GOAL A = Edit the records from their first line down to the line containing "text, one POLYGON" by swapping "long dark hair" for "short blond hair". Return only those lines, with nothing else changed.

DOCUMENT EXTRACT =

==================================================

Centre for Market Education chief executive officer Carmelo Ferlito said the country needs to diversify its ability to export both in terms of products and markets.
“If Malaysia’s exports keep shifting from manufactured goods to petroleum products, then we should seriously look into the matter.
“However, a good signal came from the expansion of exports to Singapore and Indonesia, while the relationship with China is shifting towards China being an exporter versus Malaysia,” he told StarBiz.
Malaysia University of Science and Technology economics professor Geoffrey Williams is hopeful that Malaysia’s total trade performance will improve in the second quarter of this year.
“The main positive export growth was in the US market and actually, that has been against quite slow growth overall (in the United States).
“So, for the second quarter, we hope to see some better results.”
However, Williams emphasised that it is the country’s balance of trade and positive surplus that needs to be focused on.
“There is nothing to be done to promote trade in the short term because this is dependent on demand in export markets, which is out of our control.
“The biggest factors remain the opening and recovery of China, the geopolitical uncertainties and whether the tentative growth in major markets push growth in Asean, which will benefit Malaysia.”
Malaysia’s total trade in March declined 1.6% year-on-year (y-o-y) to RM232.72bil amid a contraction in both exports and imports with major trading partners.

==================================================

GOAL B = Pick up the article on Malaysia's trade performance right after its last sentence and keep writing.

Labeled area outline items

==================================================

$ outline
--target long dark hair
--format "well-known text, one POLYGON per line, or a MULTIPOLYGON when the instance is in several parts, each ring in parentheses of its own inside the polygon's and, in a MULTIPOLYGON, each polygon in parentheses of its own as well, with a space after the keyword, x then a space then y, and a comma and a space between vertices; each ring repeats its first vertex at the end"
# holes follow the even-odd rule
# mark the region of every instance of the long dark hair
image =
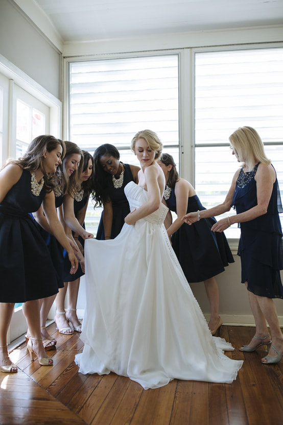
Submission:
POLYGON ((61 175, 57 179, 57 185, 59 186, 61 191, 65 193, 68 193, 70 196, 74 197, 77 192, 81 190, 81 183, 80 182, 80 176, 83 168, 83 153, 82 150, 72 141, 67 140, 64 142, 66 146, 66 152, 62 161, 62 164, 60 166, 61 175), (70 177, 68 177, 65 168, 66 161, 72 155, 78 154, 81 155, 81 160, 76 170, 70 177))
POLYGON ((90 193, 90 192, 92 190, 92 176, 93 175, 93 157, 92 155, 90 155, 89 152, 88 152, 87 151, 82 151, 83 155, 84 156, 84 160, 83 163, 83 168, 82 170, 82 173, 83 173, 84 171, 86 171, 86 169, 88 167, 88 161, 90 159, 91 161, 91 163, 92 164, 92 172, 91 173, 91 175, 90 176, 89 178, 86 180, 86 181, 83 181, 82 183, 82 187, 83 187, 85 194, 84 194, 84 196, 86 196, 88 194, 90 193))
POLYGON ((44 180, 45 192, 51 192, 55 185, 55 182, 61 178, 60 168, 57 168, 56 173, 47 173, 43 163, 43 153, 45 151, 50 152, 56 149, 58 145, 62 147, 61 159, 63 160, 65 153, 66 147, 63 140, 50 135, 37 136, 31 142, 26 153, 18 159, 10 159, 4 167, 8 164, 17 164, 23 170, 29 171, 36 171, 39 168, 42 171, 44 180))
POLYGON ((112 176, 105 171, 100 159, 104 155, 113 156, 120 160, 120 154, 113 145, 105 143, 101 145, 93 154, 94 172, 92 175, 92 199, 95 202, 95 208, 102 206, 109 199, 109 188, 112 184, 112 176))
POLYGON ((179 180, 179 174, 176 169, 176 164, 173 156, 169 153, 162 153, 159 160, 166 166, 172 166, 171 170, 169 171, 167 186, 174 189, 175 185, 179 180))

==================================================

RESPONSE A =
$ outline
--target short blond hair
--format "well-known text, one POLYGON per line, or a MULTIPOLYGON when the instance is in several parts, each ring in parentheses of its own inside the polygon's and, in a MULTIPOLYGON, each polygon in parentheses of its own as well, with a space after the keyword, x then a space then y, and a comma and a space between vertices; each ring repeats its first vertex at the end"

RESPONSE B =
Exports for the month amounted to RM129.71bil, down 1.4% from the same month in 2022, while imports declined 1.8% to RM103.01bil.
However, Malaysia’s trade surplus in March widened to RM26.69bil, its highest on record for the month.
Compared to February 2023, trade, exports, imports and trade surplus recorded double-digit growth of 13.5%, 15.5%, 11.1% and 36.4%, respectively.
For the first quarter of 2023, trade grew 3.2% to RM644.87bil as compared with the same quarter in 2022.
Exports over the three-month period grew 2.8% to RM354.63bil while imports expanded 3.7% to RM290.24bil.
Trade surplus edged down by 1% to RM64.39bil. Trade, exports and imports registered the highest value for the period.
Malaysia registered a 3% contraction in trade value with its largest trading partner, China, as exports shrank 6.2% to RM16.68bil as a result of lower exports of electrical and electronics (E&E) products.
However, the United States recorded a 5.2% increase in total trade with Malaysia, underpinned by 7.5% export growth to RM14.59bil on higher shipments of E&E products.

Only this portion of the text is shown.